Starting with the first line and ending with the one that holds "Front: indicate one pin on every instance of the red paint", retype the entries exactly.

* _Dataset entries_
· · · · · · ·
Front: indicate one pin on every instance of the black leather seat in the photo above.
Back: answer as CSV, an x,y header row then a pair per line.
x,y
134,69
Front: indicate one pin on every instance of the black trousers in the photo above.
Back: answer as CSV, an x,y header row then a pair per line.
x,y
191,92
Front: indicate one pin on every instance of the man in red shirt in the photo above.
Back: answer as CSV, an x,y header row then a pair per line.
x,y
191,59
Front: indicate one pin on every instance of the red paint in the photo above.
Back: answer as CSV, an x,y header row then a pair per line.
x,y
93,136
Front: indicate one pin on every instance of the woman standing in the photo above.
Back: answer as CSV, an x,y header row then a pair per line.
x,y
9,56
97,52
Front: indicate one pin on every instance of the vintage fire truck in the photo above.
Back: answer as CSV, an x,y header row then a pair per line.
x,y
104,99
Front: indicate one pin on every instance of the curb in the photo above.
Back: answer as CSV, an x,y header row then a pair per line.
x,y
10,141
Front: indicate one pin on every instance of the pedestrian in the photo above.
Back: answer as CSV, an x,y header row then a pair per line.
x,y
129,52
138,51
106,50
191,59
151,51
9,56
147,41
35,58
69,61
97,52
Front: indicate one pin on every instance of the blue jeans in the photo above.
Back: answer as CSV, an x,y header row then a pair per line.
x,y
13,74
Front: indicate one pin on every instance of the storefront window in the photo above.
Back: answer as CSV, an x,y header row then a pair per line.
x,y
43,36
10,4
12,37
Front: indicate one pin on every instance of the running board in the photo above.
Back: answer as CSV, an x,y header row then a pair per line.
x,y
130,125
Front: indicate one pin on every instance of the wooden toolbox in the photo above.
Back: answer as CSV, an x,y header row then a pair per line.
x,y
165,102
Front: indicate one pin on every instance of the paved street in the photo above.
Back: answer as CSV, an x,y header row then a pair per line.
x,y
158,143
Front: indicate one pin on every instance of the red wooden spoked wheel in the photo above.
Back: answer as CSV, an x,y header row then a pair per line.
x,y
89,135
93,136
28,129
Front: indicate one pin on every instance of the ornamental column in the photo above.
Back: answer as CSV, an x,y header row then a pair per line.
· · · · · · ·
* _Exercise answer_
Front: indicate one pin on every instance of the black leather seat in the photo above.
Back: answer as CSV, an x,y header row then a pair per line.
x,y
134,69
Front: indicate one pin on every instance of the black trousers in the photo above.
Back: answer as CSV, an x,y header row then a pair per line.
x,y
191,92
Front: indicate one pin on every instance of the man in red shirt in the photo above.
Back: answer as CSV, an x,y header row then a pair per line.
x,y
191,59
Front: indicate one pin on every instance of the red paint in the photo above.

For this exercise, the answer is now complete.